Folha 8 – 26 outubro
2013
Joaquim Oliveira,
presidente e suposto dono da Controlinveste, empresa proprietária – entre
outros meios – do Jornal de Notícias, Diário de Notícias, Dinheiro Vivo e TSF,
e Marinho Pinto (bastonário da Ordem dos Advogados portugueses em fim de
mandato) também saíram à rua para defender a honra, que dizem vilipendiada, de
Eduardo dos Santos e do seu regime.
Curiosamente ambos
usam a mesma argumentação, dizendo que se questiona sempre a origem do
dinheiro de Angola (quase exclusivamente originário de um grupo restrito
ligado aos dirigentes do regime) e – note-se – não se questionam os investimentos
norte-americanos, por exemplo.
Ambos, e é verdade
que estão acompanhados cada vez em maior número, esquecem o que nesta matéria
é essencial e valorizam, numa atitude mesquinha que só leva em conta o próprio
umbigo, o acessório.
Vejamos, fazendo
uso dos EUA e de Angola. Os investimentos ditos angolanos têm origem no núcleo-duro
do presidente. Os norte-americanos têm origem em algum núcleo, duro ou não,
ligado a Barack Obama?
Quantos anos esteve
Barack Obama como presidente dos EUA sem ter sido eleito? Eduardo dos Santos
esteve 32 anos. O presidente norte-americano tem limite de mandatos, o seu
homólogo angolano não.
As filhas do Barack
Obama, ou de qualquer outro presidente, são as mais ricas cidadãs do país?
Não. As de Eduardo dos Santos são.
Nos EUA, é Barack
Obama que escolhe – grosso o modo e no que é aplicável - todos os juízes do
Tribunal Constitucional, todos os juízes do Supremo Tribunal, todos os juízes
do Tribunal de Contas, o Procurador-Geral da Republica, o Chefe de Estado
Maior das Forças Armadas, os Chefes do Estado-Maior dos diversos ramos? Não.
Em Angola é o
Presidente que escolhe.
Na democracia norte-americana,
o poder judicial é independente, o Povo sabe quem elege ou quem não elege. Em
Angola não.
Portanto, os EUA
oferecem mais garantias de transparência nos seus investimentos do que Angola.
Ou, melhor, do que aquele protagonizado por alguns, poucos, angolanos.
Bem antes dos novos
arautos da honorabilidade dos investidores angolanos, já em Setembro de 2009,
Ângelo Correia – um dos “pais” de Pedro Passos Coelho – aconselhava o líder do
PSD a falar (bem, é claro) do regime de Eduardo dos Santos.
- - -
### TAREFAS PROPOSTAS
(a) Transcreva fielmente as linhas da listagem, começando na que contém "written like (282,292)." e prosseguindo até ao final da listagem, com ambos os extremos incluídos.
(b) Dê seguimento ao texto sobre o regime de Eduardo dos Santos e os investimentos angolanos, a partir do ponto em que termina.
- - -
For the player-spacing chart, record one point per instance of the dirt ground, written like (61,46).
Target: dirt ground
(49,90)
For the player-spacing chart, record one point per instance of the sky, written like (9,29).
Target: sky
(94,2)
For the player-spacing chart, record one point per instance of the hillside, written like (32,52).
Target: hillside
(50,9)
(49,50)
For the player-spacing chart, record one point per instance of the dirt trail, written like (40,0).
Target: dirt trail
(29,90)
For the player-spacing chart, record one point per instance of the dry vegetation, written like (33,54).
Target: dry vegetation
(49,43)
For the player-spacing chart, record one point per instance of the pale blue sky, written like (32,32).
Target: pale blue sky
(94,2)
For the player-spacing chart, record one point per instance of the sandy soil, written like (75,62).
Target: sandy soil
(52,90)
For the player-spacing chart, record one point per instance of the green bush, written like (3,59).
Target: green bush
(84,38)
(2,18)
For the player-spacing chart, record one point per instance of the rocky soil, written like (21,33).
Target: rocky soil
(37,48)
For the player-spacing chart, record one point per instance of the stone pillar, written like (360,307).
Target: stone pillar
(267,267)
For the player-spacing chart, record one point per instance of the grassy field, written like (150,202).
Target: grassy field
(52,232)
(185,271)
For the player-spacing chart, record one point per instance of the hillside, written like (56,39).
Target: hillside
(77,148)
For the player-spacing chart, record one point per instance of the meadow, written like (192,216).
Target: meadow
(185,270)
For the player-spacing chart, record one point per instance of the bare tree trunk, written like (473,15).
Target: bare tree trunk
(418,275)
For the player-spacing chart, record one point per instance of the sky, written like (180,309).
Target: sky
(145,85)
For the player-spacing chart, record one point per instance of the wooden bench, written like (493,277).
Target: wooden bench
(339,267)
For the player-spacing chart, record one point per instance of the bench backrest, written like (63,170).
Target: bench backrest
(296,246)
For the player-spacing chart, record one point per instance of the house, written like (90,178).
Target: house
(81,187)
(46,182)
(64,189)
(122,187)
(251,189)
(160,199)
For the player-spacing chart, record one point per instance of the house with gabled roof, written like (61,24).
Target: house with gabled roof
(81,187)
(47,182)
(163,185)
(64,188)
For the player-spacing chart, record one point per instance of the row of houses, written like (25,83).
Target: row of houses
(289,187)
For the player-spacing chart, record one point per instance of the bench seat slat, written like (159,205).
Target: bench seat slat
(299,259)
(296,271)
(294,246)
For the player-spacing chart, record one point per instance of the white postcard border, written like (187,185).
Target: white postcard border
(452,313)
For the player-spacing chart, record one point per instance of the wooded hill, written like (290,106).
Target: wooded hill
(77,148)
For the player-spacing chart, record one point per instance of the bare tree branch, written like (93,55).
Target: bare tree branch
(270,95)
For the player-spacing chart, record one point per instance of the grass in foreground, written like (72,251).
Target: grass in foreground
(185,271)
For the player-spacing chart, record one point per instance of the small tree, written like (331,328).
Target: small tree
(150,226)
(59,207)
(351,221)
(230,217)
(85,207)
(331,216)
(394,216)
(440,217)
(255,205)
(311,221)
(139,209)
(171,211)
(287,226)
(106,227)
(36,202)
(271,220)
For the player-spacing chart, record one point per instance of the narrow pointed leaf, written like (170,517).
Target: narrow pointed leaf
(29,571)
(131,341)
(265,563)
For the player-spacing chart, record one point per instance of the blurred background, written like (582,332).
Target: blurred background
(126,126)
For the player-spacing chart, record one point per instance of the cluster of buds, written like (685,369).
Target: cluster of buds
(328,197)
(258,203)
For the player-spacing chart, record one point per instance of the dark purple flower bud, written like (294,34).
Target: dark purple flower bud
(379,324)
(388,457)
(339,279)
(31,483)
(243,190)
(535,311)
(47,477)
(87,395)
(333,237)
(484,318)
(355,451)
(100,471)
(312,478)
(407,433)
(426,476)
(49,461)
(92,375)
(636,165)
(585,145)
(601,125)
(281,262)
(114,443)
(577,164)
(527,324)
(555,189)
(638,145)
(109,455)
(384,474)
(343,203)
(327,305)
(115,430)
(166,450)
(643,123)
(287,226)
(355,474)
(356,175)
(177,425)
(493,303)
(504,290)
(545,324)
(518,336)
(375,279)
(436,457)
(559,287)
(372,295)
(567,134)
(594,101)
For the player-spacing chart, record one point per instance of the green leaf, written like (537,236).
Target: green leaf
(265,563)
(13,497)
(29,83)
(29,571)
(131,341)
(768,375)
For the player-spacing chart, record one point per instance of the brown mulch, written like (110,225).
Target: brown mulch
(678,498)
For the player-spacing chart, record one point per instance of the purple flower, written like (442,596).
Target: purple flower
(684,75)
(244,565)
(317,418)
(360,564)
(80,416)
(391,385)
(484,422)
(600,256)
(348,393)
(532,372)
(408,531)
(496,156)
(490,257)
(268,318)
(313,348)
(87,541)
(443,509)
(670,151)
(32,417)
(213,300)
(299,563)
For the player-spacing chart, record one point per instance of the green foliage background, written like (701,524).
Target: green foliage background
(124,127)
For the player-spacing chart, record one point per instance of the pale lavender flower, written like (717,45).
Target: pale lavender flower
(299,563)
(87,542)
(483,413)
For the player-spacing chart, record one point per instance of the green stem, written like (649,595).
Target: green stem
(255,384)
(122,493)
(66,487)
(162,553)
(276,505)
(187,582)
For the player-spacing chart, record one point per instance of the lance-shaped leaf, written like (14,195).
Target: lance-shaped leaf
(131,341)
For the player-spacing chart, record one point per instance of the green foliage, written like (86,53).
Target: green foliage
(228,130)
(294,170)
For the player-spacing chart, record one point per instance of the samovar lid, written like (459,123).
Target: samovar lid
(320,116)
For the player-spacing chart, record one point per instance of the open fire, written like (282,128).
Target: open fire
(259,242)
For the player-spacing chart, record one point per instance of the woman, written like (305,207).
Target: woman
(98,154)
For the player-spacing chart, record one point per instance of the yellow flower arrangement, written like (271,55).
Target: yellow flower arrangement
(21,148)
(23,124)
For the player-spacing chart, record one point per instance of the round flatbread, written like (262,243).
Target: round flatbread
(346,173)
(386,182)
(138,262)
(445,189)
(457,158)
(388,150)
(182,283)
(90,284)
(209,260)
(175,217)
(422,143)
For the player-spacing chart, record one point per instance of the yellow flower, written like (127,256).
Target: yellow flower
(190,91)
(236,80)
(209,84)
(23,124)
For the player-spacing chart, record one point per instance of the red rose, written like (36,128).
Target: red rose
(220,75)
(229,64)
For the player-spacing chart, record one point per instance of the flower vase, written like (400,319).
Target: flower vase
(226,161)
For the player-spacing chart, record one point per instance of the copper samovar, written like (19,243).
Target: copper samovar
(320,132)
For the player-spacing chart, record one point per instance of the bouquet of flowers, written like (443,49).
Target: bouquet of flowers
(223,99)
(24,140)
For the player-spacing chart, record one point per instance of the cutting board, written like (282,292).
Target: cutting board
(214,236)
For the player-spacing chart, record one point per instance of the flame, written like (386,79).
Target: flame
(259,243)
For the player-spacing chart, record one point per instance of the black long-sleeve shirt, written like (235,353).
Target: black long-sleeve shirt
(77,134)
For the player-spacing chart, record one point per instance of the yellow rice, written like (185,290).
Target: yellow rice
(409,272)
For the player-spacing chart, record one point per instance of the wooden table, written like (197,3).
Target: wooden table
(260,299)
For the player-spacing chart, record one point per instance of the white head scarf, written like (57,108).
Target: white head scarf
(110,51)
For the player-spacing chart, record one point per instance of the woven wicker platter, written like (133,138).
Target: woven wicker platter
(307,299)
- - -
### RESPOSTAS
(a)
For the player-spacing chart, record one point per instance of the cutting board, written like (282,292).
Target: cutting board
(214,236)
For the player-spacing chart, record one point per instance of the flame, written like (386,79).
Target: flame
(259,243)
For the player-spacing chart, record one point per instance of the black long-sleeve shirt, written like (235,353).
Target: black long-sleeve shirt
(77,134)
For the player-spacing chart, record one point per instance of the yellow rice, written like (185,290).
Target: yellow rice
(409,272)
For the player-spacing chart, record one point per instance of the wooden table, written like (197,3).
Target: wooden table
(260,299)
For the player-spacing chart, record one point per instance of the white head scarf, written like (57,108).
Target: white head scarf
(110,51)
For the player-spacing chart, record one point per instance of the woven wicker platter, written like (133,138).
Target: woven wicker platter
(307,299)

(b)
Em Luanda, Ângelo
Correia considerou (27 de Setembro de 2009) “legítimos e legais” os investimentos
feitos por empresas angolanas em Portugal.
Em declarações à
imprensa no âmbito das palestras sobre o ambiente, o ex-ministro da Administração
Interna do PSD, afirmou “não existir nada no ordenamento jurídico português”
que impeça empresários estrangeiros de investirem no mercado luso, procurando
gerar capitais e conhecimentos.
“Da mesma forma que
os portugueses investem em Angola, é legitimo que os angolanos o façam também
no nosso país. Os benefícios são mútuos e em alguns casos Portugal sai mesmo a
ganhar porque recebe investimentos em áreas onde não tem produção”, sublinhou,
apontando o sector petrolífero como exemplo.
Considerando
“reaccionárias” as pessoas que já então se manifestavam contrárias ao
investimento de angolano ligados ao clã presidência em Portugal, Ângelo Correia
referiu-se ao investimento da petrolífera Sonangol na Galp, como sendo uma
iniciativa que ajudava a reforçar os laços de cooperação entre os dois estados.
“Nada está a
acontecer à margem da lei, portanto, é legítimo que os angolanos escolham
determinadas áreas para investir. Quem se manifesta contra é porque ainda vive
no passado e deve, por isso, actualizar-se. Estamos num mundo globalizados e
num mercado aberto para todos”, disse o inspirador, mentor e criador da
criatura que hoje é primeiro-ministro de Portugal.
De facto, com
tantos floreados, até parece que tudo é transparente nos investimentos feitos
em Portugal. Parece mas não é.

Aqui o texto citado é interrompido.